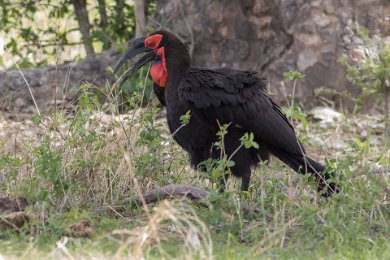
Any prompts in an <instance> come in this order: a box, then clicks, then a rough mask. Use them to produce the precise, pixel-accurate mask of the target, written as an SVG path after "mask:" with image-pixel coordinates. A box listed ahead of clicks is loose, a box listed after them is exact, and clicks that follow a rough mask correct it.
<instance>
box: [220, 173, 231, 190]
mask: <svg viewBox="0 0 390 260" xmlns="http://www.w3.org/2000/svg"><path fill="white" fill-rule="evenodd" d="M228 177H229V175H228V174H225V175H224V176H222V177H221V178H220V179H219V181H218V191H219V192H220V193H223V192H225V189H226V183H227V179H228Z"/></svg>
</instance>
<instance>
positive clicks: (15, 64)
mask: <svg viewBox="0 0 390 260" xmlns="http://www.w3.org/2000/svg"><path fill="white" fill-rule="evenodd" d="M5 50H6V51H7V52H8V53H9V55H11V59H12V62H13V63H14V64H15V66H16V68H17V69H18V71H19V72H20V74H21V75H22V77H23V80H24V82H25V83H26V85H27V87H28V90H29V91H30V95H31V98H32V100H33V102H34V106H35V109H36V110H37V112H38V115H39V116H42V115H41V112H40V111H39V108H38V105H37V102H36V101H35V98H34V94H33V93H32V89H31V87H30V84H29V83H28V81H27V79H26V77H25V76H24V74H23V72H22V71H21V70H20V68H19V65H18V64H17V63H16V61H15V59H14V56H13V55H12V53H11V52H10V51H9V50H8V48H7V47H5Z"/></svg>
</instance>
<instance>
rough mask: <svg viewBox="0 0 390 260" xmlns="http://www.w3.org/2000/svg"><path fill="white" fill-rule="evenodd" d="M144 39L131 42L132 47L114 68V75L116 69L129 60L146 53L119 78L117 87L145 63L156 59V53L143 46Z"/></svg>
mask: <svg viewBox="0 0 390 260" xmlns="http://www.w3.org/2000/svg"><path fill="white" fill-rule="evenodd" d="M144 42H145V37H142V38H137V39H135V40H134V41H133V46H132V47H131V48H130V49H129V50H128V51H127V52H126V53H125V55H123V56H122V58H121V59H120V60H119V62H118V64H117V65H116V66H115V69H114V73H116V72H117V71H118V69H119V68H120V67H121V66H122V65H123V64H124V63H125V62H126V61H127V60H129V59H131V58H133V57H135V56H137V55H138V54H140V53H143V52H148V53H147V54H146V55H145V56H143V57H142V58H140V59H139V60H138V61H137V62H135V63H134V64H133V66H132V67H131V68H130V69H129V70H127V71H126V72H125V74H124V75H122V76H121V78H120V82H119V85H120V84H121V83H122V82H124V81H125V80H126V79H128V78H129V77H130V76H131V74H133V73H134V72H136V71H137V70H139V69H140V68H141V67H142V66H144V65H145V64H146V63H148V62H150V61H152V60H153V59H154V58H155V57H156V53H155V52H154V51H153V49H150V48H146V47H145V45H144Z"/></svg>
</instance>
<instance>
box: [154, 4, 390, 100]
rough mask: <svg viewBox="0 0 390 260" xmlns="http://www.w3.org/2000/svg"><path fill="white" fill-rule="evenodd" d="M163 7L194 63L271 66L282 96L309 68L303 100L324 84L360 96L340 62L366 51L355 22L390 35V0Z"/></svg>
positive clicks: (160, 6) (205, 65)
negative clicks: (289, 77) (345, 90)
mask: <svg viewBox="0 0 390 260" xmlns="http://www.w3.org/2000/svg"><path fill="white" fill-rule="evenodd" d="M205 2H208V3H209V4H205ZM157 10H158V15H157V16H156V19H157V20H162V19H163V17H169V19H168V20H169V25H168V27H169V28H170V29H171V30H172V31H174V32H176V33H179V34H180V35H181V36H182V38H183V39H186V40H187V42H188V44H189V46H190V49H191V50H193V53H192V54H193V55H192V56H193V64H194V65H197V66H210V67H219V66H227V67H234V68H242V69H252V70H257V71H260V72H264V73H265V74H266V75H267V76H268V78H269V81H270V82H271V83H272V84H271V85H272V90H274V91H275V92H279V93H277V94H278V95H277V96H278V97H279V99H282V100H279V101H282V102H283V101H284V100H283V96H285V94H286V91H287V93H291V91H292V88H291V87H288V86H286V87H284V84H283V82H282V74H283V72H286V71H291V70H299V71H301V72H303V73H304V74H305V78H304V79H303V80H302V81H300V82H299V85H298V88H297V90H296V93H295V96H296V97H297V98H298V99H299V100H300V101H302V103H304V104H311V103H312V102H313V97H314V90H315V89H316V88H319V87H327V88H331V89H335V90H337V91H343V90H345V89H348V90H350V91H352V92H353V93H354V94H357V93H358V90H357V89H353V88H352V86H351V85H350V84H349V83H348V82H347V80H346V77H345V70H344V68H343V67H342V65H341V64H340V63H339V62H338V60H339V58H340V57H341V55H342V54H346V55H348V56H353V55H355V56H356V55H358V54H360V53H361V52H362V51H364V50H362V49H363V42H362V40H361V39H360V38H359V37H357V36H356V30H353V29H354V26H355V24H359V25H360V26H363V27H366V28H367V29H369V30H370V32H371V33H372V34H378V33H380V34H381V35H382V36H383V37H387V39H388V40H389V39H390V1H389V0H317V1H314V0H306V1H304V0H212V1H205V0H200V1H192V0H182V1H171V0H163V1H159V4H158V6H157ZM190 25H191V26H190ZM352 58H353V57H352ZM330 98H331V99H333V100H335V99H337V97H330ZM335 101H336V100H335Z"/></svg>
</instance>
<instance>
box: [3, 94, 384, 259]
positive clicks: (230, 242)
mask: <svg viewBox="0 0 390 260" xmlns="http://www.w3.org/2000/svg"><path fill="white" fill-rule="evenodd" d="M108 96H110V95H108ZM132 98H133V100H132ZM137 99H139V95H138V94H134V96H131V95H130V96H129V97H128V100H130V101H132V102H133V104H136V103H137V102H136V100H137ZM119 105H120V104H118V101H117V99H116V98H110V99H109V100H108V101H107V103H106V104H104V105H101V104H100V103H99V102H98V100H97V98H96V97H95V96H93V95H91V94H90V93H89V91H88V90H86V91H85V92H84V94H83V96H82V97H81V98H80V100H79V102H78V105H77V106H76V107H75V110H74V111H73V113H66V112H65V111H61V110H59V111H57V112H56V113H53V114H51V115H48V116H45V117H43V118H38V119H37V120H36V123H35V125H33V126H30V127H29V128H28V130H29V131H33V133H34V134H33V135H31V134H29V135H23V133H22V134H20V133H19V134H18V137H17V138H18V139H17V142H18V143H20V145H16V144H14V143H15V142H16V141H15V140H16V139H15V140H13V139H12V138H7V139H4V140H1V142H0V143H1V145H0V152H1V153H0V169H1V173H2V176H3V177H2V182H1V184H0V192H1V195H2V196H16V195H21V196H25V197H27V198H28V199H30V201H31V202H32V203H31V205H30V206H29V207H28V208H27V209H26V211H27V212H28V213H29V214H30V215H31V216H32V217H31V221H30V222H29V223H28V224H26V225H24V226H23V227H21V228H20V229H8V230H5V229H1V230H0V252H1V253H0V255H2V256H13V257H17V258H50V259H52V258H58V257H65V258H72V257H73V258H78V257H80V256H85V257H97V258H109V257H113V256H116V257H118V258H124V257H135V258H139V257H142V256H144V257H147V258H151V259H153V258H156V259H157V258H158V259H160V258H161V256H163V257H164V258H167V259H169V258H172V257H175V258H183V256H186V257H187V258H202V259H203V258H211V257H214V258H216V259H253V258H254V257H256V258H259V257H260V258H267V259H268V258H278V259H279V258H282V259H284V258H288V259H291V258H293V259H294V258H296V259H298V258H299V259H302V258H304V259H305V258H307V259H313V258H314V259H316V258H332V259H333V258H336V259H339V258H346V259H367V258H368V259H386V258H390V243H389V241H390V230H389V224H390V208H389V207H390V202H389V187H390V179H389V174H388V173H382V174H381V173H372V170H373V169H375V168H376V167H379V166H381V165H382V166H385V165H389V164H390V153H389V151H390V150H389V148H390V147H389V145H388V144H386V142H385V139H384V137H383V136H382V135H380V134H376V133H375V132H377V131H372V132H371V129H370V128H369V127H370V126H372V122H373V121H375V122H379V123H380V118H379V119H376V118H372V117H368V116H363V115H356V116H350V117H348V118H347V119H346V120H344V121H343V122H341V123H337V124H335V125H334V126H333V127H329V128H328V129H326V130H325V129H320V128H318V127H317V124H316V123H315V122H311V121H309V120H307V119H305V122H302V121H300V119H299V118H300V117H299V116H298V117H296V118H295V119H297V121H296V122H295V125H296V126H297V128H298V129H299V132H300V133H299V136H300V137H301V140H302V141H303V143H304V145H305V146H306V147H307V150H309V153H310V154H311V155H313V157H315V158H317V159H320V160H322V161H323V160H324V159H325V157H326V159H328V165H329V166H331V167H333V168H336V169H337V172H338V173H340V174H341V175H342V179H341V180H340V182H341V183H342V190H341V192H340V193H339V194H337V195H335V196H333V197H332V198H330V199H328V200H323V199H320V198H319V197H318V196H317V194H316V192H315V184H314V183H313V181H312V180H310V179H308V178H306V177H305V176H298V175H297V174H296V173H294V172H292V171H291V170H290V169H288V168H286V167H285V166H283V165H282V164H281V163H280V162H279V161H277V160H272V161H271V163H270V165H269V166H265V165H262V166H259V167H257V169H256V171H255V173H254V175H253V178H252V186H251V190H250V192H249V193H245V194H241V193H240V192H238V190H239V184H240V183H239V182H237V181H229V186H228V190H227V192H226V193H225V194H222V195H221V194H218V193H216V192H215V190H216V189H215V184H214V183H212V181H210V180H209V179H207V178H206V177H205V176H202V175H200V174H198V173H196V172H194V171H193V170H191V169H190V167H189V163H188V158H187V155H185V153H184V152H183V151H182V150H181V148H180V147H178V146H177V145H176V144H175V142H174V141H173V140H172V138H170V137H169V135H170V134H169V132H168V131H167V129H166V126H165V119H164V118H163V117H162V118H161V116H157V115H159V114H160V113H161V112H160V111H159V109H156V108H153V107H155V106H154V105H149V106H148V107H146V108H137V109H135V110H131V111H129V112H128V113H126V114H124V115H118V113H117V112H116V111H117V107H118V106H119ZM292 116H293V115H292ZM356 122H359V124H356ZM20 124H21V125H23V124H24V122H21V123H20ZM361 128H366V130H367V131H368V137H367V138H362V137H361V134H360V131H361ZM379 128H381V127H379ZM316 138H317V139H318V138H320V139H322V140H324V142H325V146H323V145H320V144H318V143H316V142H315V141H314V140H317V139H316ZM335 139H342V140H344V142H345V143H346V144H347V147H345V148H343V149H335V148H333V147H332V141H334V140H335ZM11 140H12V141H11ZM170 183H190V184H193V185H196V186H198V187H201V188H204V189H207V190H209V191H211V192H212V193H211V197H210V203H211V208H205V207H203V206H200V205H198V204H194V203H192V202H190V201H164V202H160V203H157V204H151V205H148V207H147V211H145V210H144V209H142V208H141V209H129V208H127V209H126V210H125V211H118V207H116V206H118V205H120V204H121V201H122V200H123V199H124V198H129V197H132V196H134V195H136V194H138V193H139V192H141V193H144V192H145V191H147V190H150V189H151V188H153V187H159V186H164V185H167V184H170ZM243 206H245V207H248V206H250V207H252V208H257V209H259V210H260V211H259V212H258V213H254V212H252V213H249V214H244V212H243ZM3 216H4V214H3ZM83 220H87V221H88V222H89V223H90V225H91V227H92V234H91V236H90V237H83V238H78V237H74V236H72V233H71V232H70V231H69V229H70V226H71V225H73V224H79V223H81V222H82V221H83Z"/></svg>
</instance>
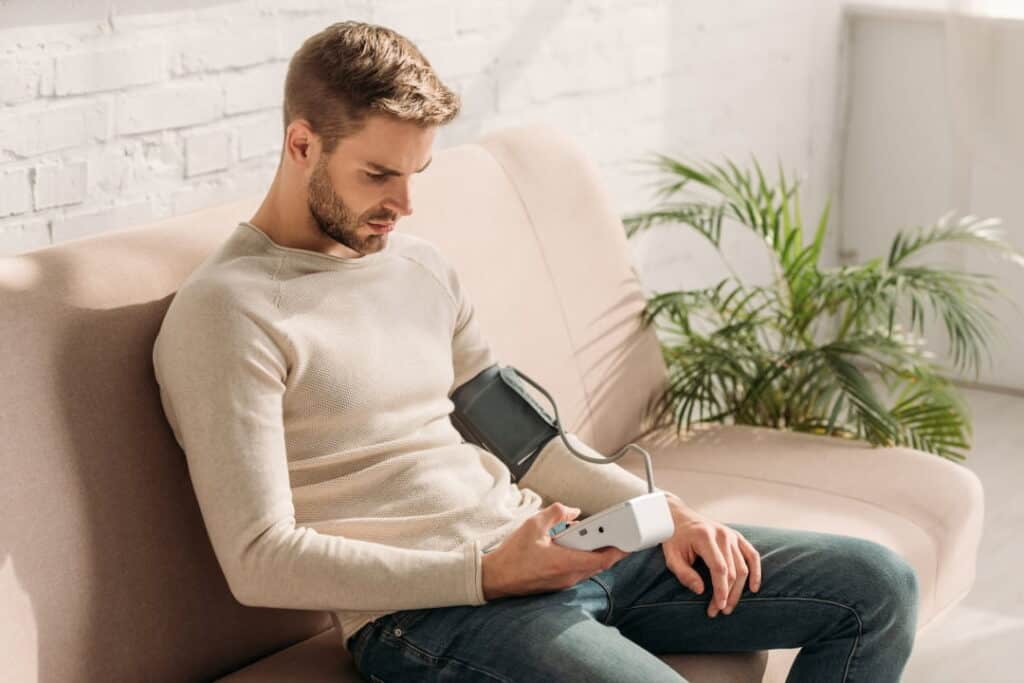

+ + + +

PROBLEM REQUIREMENTS: Find the word "positive" in the data and copy out each line where it turns up.

ANSWER BOX:
positive clicks: (15, 64)
positive clicks: (160, 6) (205, 65)
positive clicks: (230, 242)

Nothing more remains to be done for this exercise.